__Selected extract__
§
The Australian government, like many governments around the world, wants to freeze the economy while it tackles the coronavirus pandemic. This is what the Commonwealth’s JobKeeper payments and bailout packages are supposed to do: hold workers in place and keep employment relationships together until mandatory social distancing ends.

Easier said than done. We are in completely uncharted territory. We’ve never tried to freeze an economy before, let alone tried to thaw it out a few weeks or months later. That’s why our new project, cryoeconomics, looks at the economics of unfreezing an economy.

To understand why this will be so hard, think of an economy as a remarkably complex pattern of relationships. Those relationships are not only between employees and employers, but also between borrowers and lenders, between shareholders and companies, between landlords and tenants, between producers tied together on supply chains, and between brands and tastemakers and their fans.

The patterns that make up our economy weren’t designed from above. They evolved from the distributed decisions of consumers and producers, and are shaped by the complex interaction between the supply of goods and services and their demand.

The problem is that the patterns the government plans to freeze are not the patterns we will need when they finally let us thaw.

When the government decides to pull the economy out of hibernation, the world will look very different. As a simple example, it’s quite possible that many Australians, forced to stay home rather than eat out, discover they love to cook. This will influence the demand for restaurants at the end of the crisis. On the other hand, our pent-up desire for active social lives might get us out into the hospitality sector with some enthusiasm. There will be drastic changes because of global supply chain disruptions and government policies. These changes will be exacerbated by the fact that not all countries will be unfrozen at the same time.

The upshot is that the economy which the government is trying to hibernate is an economy designed for the needs and preferences of a society that has not suffered through a destructive pandemic.

Unfreezing the economy is going to be extremely disruptive. New patterns will have to be discovered. As soon as the JobKeeper payments end, many of the jobs that they have frozen in place will disappear. And despite the government’s efforts, many economic relationships will have been destroyed.

Yet there will also be new economic opportunities — new demands from consumers, and new expectations. Digital services and home delivery will no doubt be more popular than they were before.

These disruptions will be unpredictable — particularly if, as we expect, the return to work is gradual and staggered (perhaps according to health and age considerations or access to testing).

As we unfreeze, the problem facing the economy won’t primarily be how to stimulate an amorphous ‘demand’ (as many economists argue government should respond to a normal economic recession) but how to rapidly discover new economic patterns.

It is here that over-regulation is a major problem. So much of the laws and regulations imposed by the government assume the existence of particular economic patterns — particular ways of doing things. Those regulations can inhibit our ability to adjust to new circumstances.

In the global response to the crisis there has already been a lot of covert deregulations. The most obvious are around medical devices and testing. A number of regulatory agencies have stood down some rules temporarily to allow companies to respond to the crisis more flexibly. The Australian Prudential Regulatory Authority is now willing to let banks hold less capital. The Australian Securities and Investment Commission has dropped some of its most intrusive corporate surveillance programs.

The deregulatory responses we’ve seen so far relate to how we can freeze the economy. A flexible regulatory environment is even more critical as we unfreeze. Anything that prevents businesses from adapting and rehiring staff according to the needs of the new economic pattern will keep us poorer, longer.

Today the government is focused on fighting the public health crisis. But having now turned a health crisis into an economic crisis, it must quickly put in place an adaptive regulatory environment to enable people and businesses to discover what a post-freeze economy looks like.
§
Saved entries
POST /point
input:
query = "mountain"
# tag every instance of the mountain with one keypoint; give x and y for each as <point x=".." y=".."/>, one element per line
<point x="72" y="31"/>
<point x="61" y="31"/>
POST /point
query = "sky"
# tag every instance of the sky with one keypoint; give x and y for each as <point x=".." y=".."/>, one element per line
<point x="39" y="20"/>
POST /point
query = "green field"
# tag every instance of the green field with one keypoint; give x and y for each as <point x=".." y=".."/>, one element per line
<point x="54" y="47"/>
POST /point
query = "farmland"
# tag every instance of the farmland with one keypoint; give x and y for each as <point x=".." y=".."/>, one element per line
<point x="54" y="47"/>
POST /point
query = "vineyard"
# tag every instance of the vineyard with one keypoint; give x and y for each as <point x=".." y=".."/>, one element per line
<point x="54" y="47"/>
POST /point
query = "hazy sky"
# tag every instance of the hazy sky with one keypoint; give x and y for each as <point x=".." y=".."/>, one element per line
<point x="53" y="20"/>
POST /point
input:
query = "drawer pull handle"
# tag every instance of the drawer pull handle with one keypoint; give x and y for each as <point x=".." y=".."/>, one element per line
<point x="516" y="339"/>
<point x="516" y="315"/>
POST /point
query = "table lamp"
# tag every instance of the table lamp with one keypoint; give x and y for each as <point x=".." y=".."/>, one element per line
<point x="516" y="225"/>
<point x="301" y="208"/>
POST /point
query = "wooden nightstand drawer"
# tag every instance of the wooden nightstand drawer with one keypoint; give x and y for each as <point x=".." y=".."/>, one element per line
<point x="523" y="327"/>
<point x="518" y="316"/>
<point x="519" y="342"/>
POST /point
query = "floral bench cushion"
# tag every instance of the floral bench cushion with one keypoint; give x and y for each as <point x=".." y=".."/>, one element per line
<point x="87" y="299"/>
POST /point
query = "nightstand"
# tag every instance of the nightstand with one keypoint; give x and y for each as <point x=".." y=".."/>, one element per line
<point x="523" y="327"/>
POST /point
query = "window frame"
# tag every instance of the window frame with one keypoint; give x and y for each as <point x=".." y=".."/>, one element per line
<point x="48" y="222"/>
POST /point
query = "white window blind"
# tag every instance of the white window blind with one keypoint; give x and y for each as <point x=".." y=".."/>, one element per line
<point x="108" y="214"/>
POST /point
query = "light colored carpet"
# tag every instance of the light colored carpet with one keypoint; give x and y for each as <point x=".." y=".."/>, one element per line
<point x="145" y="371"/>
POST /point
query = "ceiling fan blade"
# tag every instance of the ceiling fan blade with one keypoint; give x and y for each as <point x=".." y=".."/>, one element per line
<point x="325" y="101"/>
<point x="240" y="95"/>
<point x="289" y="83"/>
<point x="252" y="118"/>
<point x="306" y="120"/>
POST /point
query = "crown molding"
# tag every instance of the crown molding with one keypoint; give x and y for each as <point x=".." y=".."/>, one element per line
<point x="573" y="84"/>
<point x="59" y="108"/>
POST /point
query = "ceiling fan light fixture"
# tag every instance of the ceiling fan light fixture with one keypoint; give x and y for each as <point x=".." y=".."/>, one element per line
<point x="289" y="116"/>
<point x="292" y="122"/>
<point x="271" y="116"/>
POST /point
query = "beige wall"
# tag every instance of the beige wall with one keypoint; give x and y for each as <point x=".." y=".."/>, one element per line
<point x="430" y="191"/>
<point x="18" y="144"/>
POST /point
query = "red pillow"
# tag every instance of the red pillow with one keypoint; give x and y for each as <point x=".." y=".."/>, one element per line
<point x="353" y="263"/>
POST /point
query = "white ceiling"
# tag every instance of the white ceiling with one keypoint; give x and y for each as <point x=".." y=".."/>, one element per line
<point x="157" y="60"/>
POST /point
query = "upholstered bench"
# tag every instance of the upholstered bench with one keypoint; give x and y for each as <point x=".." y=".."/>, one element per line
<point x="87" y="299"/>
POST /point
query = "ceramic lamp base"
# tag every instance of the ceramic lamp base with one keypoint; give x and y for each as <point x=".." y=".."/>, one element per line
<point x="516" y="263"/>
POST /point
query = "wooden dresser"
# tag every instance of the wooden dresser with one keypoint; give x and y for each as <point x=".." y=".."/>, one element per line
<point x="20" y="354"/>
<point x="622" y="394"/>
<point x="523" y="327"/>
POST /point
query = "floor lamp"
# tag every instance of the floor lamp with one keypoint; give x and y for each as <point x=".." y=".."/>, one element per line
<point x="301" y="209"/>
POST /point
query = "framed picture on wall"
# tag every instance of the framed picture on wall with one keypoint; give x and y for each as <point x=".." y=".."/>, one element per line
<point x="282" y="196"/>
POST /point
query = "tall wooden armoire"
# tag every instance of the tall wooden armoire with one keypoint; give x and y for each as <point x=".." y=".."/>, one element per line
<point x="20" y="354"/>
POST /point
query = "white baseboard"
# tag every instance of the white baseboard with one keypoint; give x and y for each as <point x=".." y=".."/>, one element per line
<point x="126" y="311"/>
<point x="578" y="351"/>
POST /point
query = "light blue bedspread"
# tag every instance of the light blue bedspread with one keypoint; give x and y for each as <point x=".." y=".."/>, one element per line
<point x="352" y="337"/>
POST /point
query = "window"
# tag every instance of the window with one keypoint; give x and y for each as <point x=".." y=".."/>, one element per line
§
__Description of the task__
Copy word for word the part of the passage on unfreezing the economy that begins at the words "In the global" and stops after the words "corporate surveillance programs.". Nothing in the listing is needed for this exercise.

__Output for this exercise__
In the global response to the crisis there has already been a lot of covert deregulations. The most obvious are around medical devices and testing. A number of regulatory agencies have stood down some rules temporarily to allow companies to respond to the crisis more flexibly. The Australian Prudential Regulatory Authority is now willing to let banks hold less capital. The Australian Securities and Investment Commission has dropped some of its most intrusive corporate surveillance programs.